[GIVEN RECORDS start]

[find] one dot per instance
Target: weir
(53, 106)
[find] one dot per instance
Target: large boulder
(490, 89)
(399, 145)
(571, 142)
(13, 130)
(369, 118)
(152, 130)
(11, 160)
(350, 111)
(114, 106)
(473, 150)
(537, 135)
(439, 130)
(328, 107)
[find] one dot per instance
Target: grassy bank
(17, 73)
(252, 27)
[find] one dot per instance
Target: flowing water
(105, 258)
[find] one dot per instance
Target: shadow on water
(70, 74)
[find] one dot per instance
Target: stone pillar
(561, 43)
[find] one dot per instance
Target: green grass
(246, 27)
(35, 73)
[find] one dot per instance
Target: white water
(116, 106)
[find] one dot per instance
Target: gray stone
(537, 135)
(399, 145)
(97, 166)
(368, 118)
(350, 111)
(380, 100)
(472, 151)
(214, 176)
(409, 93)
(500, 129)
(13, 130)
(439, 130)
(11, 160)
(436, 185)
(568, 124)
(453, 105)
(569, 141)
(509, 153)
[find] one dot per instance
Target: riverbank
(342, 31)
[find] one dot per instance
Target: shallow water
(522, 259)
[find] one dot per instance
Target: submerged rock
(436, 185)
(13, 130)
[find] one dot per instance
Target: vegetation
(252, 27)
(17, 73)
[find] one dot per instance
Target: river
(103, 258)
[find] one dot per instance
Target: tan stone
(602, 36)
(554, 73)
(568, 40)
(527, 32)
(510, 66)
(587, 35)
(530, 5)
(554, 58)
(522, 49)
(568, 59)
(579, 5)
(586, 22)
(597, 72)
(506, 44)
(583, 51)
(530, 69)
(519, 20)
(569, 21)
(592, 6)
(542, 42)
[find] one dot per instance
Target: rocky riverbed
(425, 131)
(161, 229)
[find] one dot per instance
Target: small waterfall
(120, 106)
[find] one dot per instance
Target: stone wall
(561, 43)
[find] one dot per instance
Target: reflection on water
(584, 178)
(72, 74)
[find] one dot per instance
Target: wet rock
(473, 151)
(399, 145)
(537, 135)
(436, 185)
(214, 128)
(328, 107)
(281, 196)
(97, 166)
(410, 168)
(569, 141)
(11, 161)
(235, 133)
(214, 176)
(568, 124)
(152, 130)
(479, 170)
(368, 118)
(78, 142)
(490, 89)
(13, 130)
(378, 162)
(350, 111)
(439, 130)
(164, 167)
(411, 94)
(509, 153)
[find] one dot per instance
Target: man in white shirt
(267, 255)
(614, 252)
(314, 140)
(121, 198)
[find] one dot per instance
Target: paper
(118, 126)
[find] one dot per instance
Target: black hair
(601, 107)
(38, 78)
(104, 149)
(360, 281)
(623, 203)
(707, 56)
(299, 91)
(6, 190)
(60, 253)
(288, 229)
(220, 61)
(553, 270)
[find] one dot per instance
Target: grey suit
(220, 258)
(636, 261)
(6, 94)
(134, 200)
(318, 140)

[GIVEN RECORDS end]

Reproduce the records above exactly as they appear.

TASK RESPONSE:
[find] one dot per instance
Target: weir
(53, 106)
[find] one dot per instance
Target: large boulder
(490, 89)
(399, 145)
(571, 142)
(13, 130)
(369, 118)
(152, 130)
(11, 160)
(350, 111)
(114, 106)
(473, 150)
(537, 135)
(439, 130)
(328, 107)
[find] one dot per instance
Target: grassy bank
(17, 73)
(252, 27)
[find] one dot per instance
Target: flowing water
(105, 258)
[find] one dot per instance
Target: shadow on water
(70, 74)
[find] one dot per instance
Target: stone pillar
(561, 43)
[find] one dot per instance
Target: green grass
(246, 27)
(35, 73)
[find] one dot per instance
Target: white water
(116, 106)
[find] one dot per instance
Target: gray stone
(537, 135)
(399, 145)
(97, 166)
(368, 118)
(350, 111)
(380, 100)
(472, 151)
(214, 176)
(409, 93)
(500, 129)
(13, 130)
(439, 130)
(11, 160)
(436, 185)
(568, 124)
(453, 105)
(569, 141)
(509, 153)
[find] one dot per instance
Target: riverbank
(342, 31)
[find] one dot per instance
Target: shallow water
(522, 259)
[find] one dot per instance
Target: submerged rock
(436, 185)
(13, 130)
[find] one dot per instance
Target: vegetation
(252, 27)
(17, 73)
[find] one dot per instance
Target: river
(103, 258)
[find] one dot per instance
Target: tan stone
(602, 36)
(554, 73)
(568, 40)
(527, 32)
(510, 66)
(587, 35)
(530, 5)
(554, 58)
(522, 49)
(568, 59)
(579, 5)
(586, 22)
(597, 72)
(506, 44)
(583, 51)
(530, 69)
(519, 20)
(569, 21)
(592, 6)
(542, 42)
[find] one dot per instance
Target: rocky riverbed
(425, 131)
(161, 229)
[find] one dot per instance
Target: small waterfall
(120, 106)
[find] one dot per instance
Target: stone wall
(561, 43)
[find] one dot per instance
Target: reflection on water
(584, 178)
(72, 74)
[find] one dot per instance
Target: wet rock
(473, 151)
(399, 145)
(537, 135)
(436, 185)
(214, 128)
(328, 107)
(281, 196)
(97, 166)
(410, 168)
(569, 141)
(11, 161)
(235, 133)
(214, 176)
(568, 124)
(152, 130)
(479, 170)
(368, 118)
(78, 142)
(490, 89)
(13, 130)
(378, 162)
(350, 111)
(439, 130)
(164, 167)
(411, 94)
(509, 153)
[find] one dot per instance
Target: man in white shirt
(267, 255)
(614, 252)
(314, 140)
(121, 198)
[find] one dot per instance
Target: paper
(118, 126)
[find] one dot per instance
Target: black hair
(601, 107)
(38, 78)
(104, 149)
(360, 281)
(623, 203)
(707, 56)
(299, 91)
(6, 190)
(60, 253)
(288, 229)
(220, 61)
(553, 270)
[find] one dot per instance
Target: grey suit
(220, 258)
(636, 261)
(6, 94)
(134, 200)
(318, 140)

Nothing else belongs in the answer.